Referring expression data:
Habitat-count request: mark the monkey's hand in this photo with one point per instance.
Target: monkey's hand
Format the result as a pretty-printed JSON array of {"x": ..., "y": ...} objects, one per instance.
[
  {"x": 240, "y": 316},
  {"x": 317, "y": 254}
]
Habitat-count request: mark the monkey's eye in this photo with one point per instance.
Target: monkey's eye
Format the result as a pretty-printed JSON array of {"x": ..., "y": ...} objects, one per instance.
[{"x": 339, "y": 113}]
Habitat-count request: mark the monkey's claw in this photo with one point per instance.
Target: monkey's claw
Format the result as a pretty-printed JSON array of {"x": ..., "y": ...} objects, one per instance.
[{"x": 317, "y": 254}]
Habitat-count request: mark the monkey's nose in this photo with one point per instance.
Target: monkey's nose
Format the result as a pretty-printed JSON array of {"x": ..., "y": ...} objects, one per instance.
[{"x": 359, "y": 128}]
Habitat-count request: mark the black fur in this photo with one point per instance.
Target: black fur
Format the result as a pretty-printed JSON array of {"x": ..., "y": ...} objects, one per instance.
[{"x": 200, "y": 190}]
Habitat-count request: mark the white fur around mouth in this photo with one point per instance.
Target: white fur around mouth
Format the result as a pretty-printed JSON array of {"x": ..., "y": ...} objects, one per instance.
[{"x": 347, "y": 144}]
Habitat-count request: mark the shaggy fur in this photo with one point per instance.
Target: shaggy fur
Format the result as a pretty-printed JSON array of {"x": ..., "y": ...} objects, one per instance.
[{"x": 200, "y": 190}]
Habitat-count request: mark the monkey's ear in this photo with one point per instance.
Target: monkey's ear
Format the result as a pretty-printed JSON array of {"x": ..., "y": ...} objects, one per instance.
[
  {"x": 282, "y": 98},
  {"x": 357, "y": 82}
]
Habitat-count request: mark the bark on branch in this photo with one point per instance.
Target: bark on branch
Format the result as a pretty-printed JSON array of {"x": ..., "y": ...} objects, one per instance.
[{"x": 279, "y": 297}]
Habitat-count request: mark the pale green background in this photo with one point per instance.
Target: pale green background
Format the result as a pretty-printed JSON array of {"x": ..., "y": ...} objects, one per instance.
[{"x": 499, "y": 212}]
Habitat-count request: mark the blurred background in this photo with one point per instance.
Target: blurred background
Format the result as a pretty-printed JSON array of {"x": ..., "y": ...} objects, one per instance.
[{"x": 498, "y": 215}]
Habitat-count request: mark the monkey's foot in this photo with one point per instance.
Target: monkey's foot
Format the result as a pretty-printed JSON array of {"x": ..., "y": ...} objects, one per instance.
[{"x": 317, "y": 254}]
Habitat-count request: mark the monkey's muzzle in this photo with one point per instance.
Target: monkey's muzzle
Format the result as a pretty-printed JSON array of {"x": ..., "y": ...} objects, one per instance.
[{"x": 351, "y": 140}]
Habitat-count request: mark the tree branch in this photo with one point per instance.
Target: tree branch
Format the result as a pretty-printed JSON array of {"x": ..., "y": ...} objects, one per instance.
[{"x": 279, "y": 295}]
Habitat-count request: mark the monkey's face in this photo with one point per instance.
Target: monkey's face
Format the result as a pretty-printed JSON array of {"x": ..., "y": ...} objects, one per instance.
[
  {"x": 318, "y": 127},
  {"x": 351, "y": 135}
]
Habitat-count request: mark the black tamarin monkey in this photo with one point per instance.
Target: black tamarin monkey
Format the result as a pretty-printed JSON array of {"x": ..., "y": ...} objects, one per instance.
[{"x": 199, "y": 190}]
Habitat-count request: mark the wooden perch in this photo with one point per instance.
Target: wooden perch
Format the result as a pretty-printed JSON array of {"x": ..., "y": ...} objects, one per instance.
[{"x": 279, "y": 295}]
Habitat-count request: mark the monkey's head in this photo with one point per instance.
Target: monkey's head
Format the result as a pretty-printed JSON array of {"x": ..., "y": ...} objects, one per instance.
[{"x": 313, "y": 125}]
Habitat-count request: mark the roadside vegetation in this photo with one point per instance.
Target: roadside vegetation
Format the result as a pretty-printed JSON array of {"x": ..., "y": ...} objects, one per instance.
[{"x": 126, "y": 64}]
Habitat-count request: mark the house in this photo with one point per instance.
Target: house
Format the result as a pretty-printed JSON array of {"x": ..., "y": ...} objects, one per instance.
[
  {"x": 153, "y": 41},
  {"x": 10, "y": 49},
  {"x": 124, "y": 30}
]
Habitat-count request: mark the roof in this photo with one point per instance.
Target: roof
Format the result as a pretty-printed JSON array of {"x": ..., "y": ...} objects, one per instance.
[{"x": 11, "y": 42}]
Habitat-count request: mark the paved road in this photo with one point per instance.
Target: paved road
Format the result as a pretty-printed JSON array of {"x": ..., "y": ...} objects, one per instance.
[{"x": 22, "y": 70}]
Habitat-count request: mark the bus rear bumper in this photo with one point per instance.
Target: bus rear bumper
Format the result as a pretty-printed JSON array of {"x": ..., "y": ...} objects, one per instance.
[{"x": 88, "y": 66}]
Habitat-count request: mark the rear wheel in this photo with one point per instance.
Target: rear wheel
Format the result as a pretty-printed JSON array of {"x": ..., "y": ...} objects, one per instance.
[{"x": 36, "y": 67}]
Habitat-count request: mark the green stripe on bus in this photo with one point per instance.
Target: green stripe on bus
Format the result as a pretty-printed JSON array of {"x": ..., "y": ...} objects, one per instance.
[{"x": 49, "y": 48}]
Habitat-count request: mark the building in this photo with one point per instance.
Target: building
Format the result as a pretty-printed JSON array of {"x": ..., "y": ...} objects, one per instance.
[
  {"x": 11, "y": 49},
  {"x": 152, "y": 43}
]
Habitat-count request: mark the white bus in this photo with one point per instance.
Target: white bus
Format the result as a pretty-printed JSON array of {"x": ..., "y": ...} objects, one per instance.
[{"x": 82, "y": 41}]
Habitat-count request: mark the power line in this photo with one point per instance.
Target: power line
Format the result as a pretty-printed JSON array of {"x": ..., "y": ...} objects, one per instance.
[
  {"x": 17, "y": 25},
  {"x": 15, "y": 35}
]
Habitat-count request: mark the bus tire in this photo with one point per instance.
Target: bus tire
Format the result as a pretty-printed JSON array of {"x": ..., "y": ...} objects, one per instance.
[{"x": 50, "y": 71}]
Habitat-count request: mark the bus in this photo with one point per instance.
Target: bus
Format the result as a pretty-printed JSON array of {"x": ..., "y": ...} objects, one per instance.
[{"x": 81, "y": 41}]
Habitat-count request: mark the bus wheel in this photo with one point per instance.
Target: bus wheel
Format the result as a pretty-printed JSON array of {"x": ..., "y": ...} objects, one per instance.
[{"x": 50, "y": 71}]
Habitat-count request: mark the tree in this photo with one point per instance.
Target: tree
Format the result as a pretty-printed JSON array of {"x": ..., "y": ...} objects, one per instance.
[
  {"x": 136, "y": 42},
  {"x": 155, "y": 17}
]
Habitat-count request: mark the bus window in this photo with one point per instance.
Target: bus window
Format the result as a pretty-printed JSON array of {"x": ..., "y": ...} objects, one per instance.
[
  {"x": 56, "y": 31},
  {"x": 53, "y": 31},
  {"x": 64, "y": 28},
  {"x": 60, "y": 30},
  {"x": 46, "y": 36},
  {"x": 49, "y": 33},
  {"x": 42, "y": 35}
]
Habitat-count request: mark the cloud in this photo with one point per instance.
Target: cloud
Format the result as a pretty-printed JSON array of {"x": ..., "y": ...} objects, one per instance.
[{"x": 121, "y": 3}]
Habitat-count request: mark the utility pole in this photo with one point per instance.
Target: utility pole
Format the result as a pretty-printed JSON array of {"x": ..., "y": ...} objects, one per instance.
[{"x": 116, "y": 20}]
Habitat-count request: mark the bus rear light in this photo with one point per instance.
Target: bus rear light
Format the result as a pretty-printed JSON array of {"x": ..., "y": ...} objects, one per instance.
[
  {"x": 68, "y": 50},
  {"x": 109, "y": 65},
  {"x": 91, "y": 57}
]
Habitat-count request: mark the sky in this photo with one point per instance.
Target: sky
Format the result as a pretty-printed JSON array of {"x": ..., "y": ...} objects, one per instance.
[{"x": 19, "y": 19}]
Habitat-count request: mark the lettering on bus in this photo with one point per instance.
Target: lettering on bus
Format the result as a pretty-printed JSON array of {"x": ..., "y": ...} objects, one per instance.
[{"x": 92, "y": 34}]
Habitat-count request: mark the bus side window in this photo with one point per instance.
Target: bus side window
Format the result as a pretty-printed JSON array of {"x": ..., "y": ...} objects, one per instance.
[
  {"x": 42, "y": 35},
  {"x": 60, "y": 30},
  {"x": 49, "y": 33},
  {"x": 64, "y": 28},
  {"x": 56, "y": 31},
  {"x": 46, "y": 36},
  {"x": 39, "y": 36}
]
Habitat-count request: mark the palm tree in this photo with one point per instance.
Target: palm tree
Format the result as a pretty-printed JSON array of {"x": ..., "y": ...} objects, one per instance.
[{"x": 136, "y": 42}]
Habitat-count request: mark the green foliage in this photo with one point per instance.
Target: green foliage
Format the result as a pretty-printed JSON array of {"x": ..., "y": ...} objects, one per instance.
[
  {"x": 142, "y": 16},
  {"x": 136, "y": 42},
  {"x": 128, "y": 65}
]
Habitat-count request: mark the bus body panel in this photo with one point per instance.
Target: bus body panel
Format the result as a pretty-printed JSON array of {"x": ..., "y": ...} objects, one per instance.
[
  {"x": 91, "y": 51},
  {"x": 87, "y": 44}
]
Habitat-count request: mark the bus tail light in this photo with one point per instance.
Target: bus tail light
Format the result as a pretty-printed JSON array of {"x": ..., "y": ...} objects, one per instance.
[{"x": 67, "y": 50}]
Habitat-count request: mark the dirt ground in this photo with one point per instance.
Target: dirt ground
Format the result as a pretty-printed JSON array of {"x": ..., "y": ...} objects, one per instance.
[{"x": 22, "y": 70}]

Task brief: Report back each line of the entries that holds the string "roof".

Exercise solution:
Habitat-count request: mark the roof in this photo with one point per instance.
Target: roof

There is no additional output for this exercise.